По объективным критериям, здесь трудно разглядеть чью-либо победу. Ни одна из целей соперничающих сторон не была достигнута. Советы не смогли прорвать изоляцию, спровоцировать желанную революцию в Европе и сохранить Лит-Бел. Полякам не удалось ни создать Федерацию Окраин, ни возродить старое государство от Черного моря до Балтики. Результатом польско-советской войны стал не компромисс, а тупик. Выхода из него не было.
Глава седьмая. Последствия
Невозможно не замечать факта, что наиболее сенсационными последствиями польско-советской войны являются те, до которых не дошло. Это было одно из тех мучительных исторических событий, которые обещают больше, чем действительно дают. Историков, естественно, огорчает, когда тема их исследования, которая легко могла бы стать крупнейшим событием эпохи, становится не более чем проходным спектаклем на несколько дней. Обычно их оценки имели склонность к крайностям, либо в сторону придания польско-советской войне масштаба драмы с неисчислимыми последствиями, либо принижения ее до уровня банального события.
Никто лучше не осознавал этот парадокс, чем Пилсудский, смотревший с олимпийским презрением на войну, которую обычные смертные провозгласили доказательством его гения. Это было, по его словам, “какое-то причудливое стечение обстоятельств в сочетании с грубыми ошибками, создававшими впечатление настоящей комедии, ... не настоящая война, а какая-то полувойна, или даже четверть-война, какая-то детская возня и потасовка, на которую не распространяется великая военная теория… Эта война всколыхнула судьбы двух государств, населенных вместе 150 миллионами человек…, и эта война, или потасовка, едва не всколыхнула судьбу всего цивилизованного мира”[350]
Классический образец непосредственной реакции Запада можно найти в дневнике лорда Д’Абернона, который тот вел на месте событий в 1920 году и опубликованный в книжном формате одиннадцатью годами позже. Название книги - “Восемнадцатая решающая битва мировой истории” отражает ее тему, а именно, определение Варшавской битвы как последней в серии эпических конфликтов, защитивших “цивилизованный мир” от “варварства”. Д’Абернон цитирует знаменитый пассаж из Гиббона и добавляет собственный комментарий:
“Если бы Карл Мартелл не остановил нашествие сарацинов в битве при Туре, в школах Оксфорда преподавали бы толкования Корана, а их ученики могли бы разъяснять обрезанным слушателям святость и истину откровений Магомета.

[Записи набора данных]
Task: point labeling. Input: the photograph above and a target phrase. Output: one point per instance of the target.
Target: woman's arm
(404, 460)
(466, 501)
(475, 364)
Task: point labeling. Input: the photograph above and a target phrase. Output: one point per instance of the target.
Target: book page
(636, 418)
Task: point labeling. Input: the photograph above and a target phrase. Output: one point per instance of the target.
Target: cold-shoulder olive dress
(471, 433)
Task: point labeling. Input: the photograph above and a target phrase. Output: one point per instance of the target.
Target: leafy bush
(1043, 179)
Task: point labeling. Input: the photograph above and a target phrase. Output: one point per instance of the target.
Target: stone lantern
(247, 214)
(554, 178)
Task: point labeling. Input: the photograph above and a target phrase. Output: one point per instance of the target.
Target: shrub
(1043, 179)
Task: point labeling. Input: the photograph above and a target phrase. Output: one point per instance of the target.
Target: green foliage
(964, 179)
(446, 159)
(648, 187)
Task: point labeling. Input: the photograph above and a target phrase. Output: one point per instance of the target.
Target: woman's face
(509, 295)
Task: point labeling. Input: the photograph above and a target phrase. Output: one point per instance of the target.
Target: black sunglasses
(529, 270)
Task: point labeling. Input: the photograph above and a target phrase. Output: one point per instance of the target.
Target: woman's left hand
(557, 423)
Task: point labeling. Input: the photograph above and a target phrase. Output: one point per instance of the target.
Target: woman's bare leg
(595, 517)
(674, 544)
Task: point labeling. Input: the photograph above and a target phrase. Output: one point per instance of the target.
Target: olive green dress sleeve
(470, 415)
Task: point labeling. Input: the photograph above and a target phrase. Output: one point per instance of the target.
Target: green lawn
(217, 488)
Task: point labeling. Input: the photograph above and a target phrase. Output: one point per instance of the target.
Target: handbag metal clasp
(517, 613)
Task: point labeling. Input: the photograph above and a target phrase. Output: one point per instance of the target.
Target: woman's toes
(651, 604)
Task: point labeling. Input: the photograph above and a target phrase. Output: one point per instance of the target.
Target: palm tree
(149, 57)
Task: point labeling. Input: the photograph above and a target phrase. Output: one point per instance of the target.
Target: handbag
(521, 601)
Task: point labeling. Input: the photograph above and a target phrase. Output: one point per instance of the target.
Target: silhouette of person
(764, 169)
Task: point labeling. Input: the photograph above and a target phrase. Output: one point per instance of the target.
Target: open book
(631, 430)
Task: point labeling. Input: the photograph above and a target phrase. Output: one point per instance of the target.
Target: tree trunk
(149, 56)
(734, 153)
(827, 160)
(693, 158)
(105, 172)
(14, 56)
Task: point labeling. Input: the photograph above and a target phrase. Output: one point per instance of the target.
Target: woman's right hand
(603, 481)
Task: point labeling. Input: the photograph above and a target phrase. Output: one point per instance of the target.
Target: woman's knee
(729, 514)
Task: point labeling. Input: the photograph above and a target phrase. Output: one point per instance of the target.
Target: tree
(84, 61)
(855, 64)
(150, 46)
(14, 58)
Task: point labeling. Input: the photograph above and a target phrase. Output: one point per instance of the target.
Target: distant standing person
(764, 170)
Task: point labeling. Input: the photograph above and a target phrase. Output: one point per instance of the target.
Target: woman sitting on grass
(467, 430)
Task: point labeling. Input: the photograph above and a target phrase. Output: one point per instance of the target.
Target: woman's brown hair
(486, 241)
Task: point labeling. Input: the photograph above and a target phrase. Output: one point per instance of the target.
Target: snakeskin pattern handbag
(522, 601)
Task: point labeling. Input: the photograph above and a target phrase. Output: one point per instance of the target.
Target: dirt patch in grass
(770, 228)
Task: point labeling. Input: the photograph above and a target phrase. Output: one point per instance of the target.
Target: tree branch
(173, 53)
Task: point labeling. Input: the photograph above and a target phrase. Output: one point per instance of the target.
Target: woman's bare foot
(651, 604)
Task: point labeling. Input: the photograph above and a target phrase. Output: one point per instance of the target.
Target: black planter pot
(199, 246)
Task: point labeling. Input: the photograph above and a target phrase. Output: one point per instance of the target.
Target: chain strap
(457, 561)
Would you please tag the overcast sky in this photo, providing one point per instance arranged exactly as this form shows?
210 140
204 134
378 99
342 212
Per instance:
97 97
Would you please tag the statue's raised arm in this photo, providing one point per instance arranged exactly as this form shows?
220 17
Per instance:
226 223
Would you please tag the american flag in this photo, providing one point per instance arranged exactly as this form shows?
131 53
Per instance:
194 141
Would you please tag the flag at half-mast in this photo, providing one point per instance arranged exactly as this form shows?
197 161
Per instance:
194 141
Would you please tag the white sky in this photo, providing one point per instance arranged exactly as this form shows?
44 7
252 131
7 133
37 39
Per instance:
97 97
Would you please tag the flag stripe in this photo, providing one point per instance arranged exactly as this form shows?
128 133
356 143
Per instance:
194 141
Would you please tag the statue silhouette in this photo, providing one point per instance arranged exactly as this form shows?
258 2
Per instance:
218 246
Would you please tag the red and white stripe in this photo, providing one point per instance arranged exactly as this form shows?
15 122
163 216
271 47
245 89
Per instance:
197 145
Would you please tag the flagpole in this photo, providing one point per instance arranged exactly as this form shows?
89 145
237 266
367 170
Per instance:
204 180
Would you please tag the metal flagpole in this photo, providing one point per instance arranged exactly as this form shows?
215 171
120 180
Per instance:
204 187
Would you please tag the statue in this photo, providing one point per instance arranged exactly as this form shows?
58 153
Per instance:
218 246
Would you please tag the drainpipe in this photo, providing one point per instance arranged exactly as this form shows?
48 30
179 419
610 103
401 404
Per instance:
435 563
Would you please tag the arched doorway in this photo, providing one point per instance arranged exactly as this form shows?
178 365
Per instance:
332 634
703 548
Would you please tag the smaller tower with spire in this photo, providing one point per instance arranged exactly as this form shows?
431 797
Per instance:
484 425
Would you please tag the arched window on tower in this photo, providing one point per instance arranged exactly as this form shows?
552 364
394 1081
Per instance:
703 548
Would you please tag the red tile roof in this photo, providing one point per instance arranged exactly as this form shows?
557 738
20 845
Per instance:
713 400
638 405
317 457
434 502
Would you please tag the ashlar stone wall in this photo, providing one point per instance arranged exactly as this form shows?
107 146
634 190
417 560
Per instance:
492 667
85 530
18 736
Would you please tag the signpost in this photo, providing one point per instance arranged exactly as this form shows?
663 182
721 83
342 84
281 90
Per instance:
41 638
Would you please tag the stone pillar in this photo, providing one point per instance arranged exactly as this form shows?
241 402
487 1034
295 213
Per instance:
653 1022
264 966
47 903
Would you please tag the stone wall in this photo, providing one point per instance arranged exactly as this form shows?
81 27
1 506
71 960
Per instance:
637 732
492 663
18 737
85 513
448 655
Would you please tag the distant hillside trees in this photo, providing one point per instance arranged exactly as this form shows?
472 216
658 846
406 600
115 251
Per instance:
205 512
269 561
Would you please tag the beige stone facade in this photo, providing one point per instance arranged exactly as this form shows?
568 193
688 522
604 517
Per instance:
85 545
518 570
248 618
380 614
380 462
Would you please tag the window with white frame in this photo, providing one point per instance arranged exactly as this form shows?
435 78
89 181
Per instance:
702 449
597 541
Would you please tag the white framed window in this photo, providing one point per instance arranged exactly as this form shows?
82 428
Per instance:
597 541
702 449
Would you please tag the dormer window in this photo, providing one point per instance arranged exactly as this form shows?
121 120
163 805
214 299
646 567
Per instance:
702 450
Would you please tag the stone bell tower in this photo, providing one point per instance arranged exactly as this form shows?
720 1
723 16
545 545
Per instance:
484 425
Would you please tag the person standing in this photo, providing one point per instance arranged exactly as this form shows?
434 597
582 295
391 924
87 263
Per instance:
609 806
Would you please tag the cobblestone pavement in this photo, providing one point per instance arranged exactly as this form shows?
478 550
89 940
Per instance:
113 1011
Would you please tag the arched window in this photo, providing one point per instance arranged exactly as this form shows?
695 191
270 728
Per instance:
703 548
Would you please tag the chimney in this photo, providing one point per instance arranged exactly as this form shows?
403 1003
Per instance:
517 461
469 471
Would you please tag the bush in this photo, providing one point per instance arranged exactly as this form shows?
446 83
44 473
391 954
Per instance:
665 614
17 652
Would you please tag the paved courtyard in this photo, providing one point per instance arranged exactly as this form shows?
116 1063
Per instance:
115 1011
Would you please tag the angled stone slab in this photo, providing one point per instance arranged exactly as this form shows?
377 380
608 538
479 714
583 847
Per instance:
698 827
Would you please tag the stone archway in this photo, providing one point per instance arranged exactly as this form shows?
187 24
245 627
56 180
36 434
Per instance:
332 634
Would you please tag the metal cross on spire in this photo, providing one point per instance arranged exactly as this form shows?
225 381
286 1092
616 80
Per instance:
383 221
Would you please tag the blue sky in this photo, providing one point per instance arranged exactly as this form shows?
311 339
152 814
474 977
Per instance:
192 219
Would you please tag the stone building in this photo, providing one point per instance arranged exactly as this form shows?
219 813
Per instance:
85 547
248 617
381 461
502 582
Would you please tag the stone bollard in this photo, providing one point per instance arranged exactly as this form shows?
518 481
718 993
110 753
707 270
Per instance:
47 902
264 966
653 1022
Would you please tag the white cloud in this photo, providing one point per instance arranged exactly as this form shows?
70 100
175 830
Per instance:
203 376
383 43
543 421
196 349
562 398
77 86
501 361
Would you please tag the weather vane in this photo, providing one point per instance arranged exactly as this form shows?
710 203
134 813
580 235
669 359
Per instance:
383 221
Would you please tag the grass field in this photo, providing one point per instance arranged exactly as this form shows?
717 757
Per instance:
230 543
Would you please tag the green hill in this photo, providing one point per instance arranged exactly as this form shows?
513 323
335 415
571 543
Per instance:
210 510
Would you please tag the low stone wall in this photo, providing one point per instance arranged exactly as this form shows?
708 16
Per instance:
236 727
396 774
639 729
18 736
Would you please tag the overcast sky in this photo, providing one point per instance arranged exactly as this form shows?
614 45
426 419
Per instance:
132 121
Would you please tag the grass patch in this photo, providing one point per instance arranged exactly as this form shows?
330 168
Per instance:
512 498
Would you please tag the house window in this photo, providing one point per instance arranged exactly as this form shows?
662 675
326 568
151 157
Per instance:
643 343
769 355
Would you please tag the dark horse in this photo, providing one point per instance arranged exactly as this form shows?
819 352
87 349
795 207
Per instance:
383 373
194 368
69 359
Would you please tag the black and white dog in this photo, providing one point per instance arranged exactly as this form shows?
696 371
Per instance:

ЗАДАНИЕ: Объясните с опорой на фрагмент о польско-советской войне, почему ни одну из сторон нельзя считать победителем. Ответ дайте в одном–трёх предложениях. Записи представляют собой самостоятельный материал.

ПРАВИЛЬНЫЙ ОТВЕТ: Ни одна из сторон не достигла своих целей. Советы не прорвали изоляцию, не спровоцировали революцию в Европе и не сохранили Лит-Бел, а поляки не создали Федерацию Окраин и не возродили старое государство от Черного моря до Балтики. Поэтому результатом войны стал не компромисс, а тупик.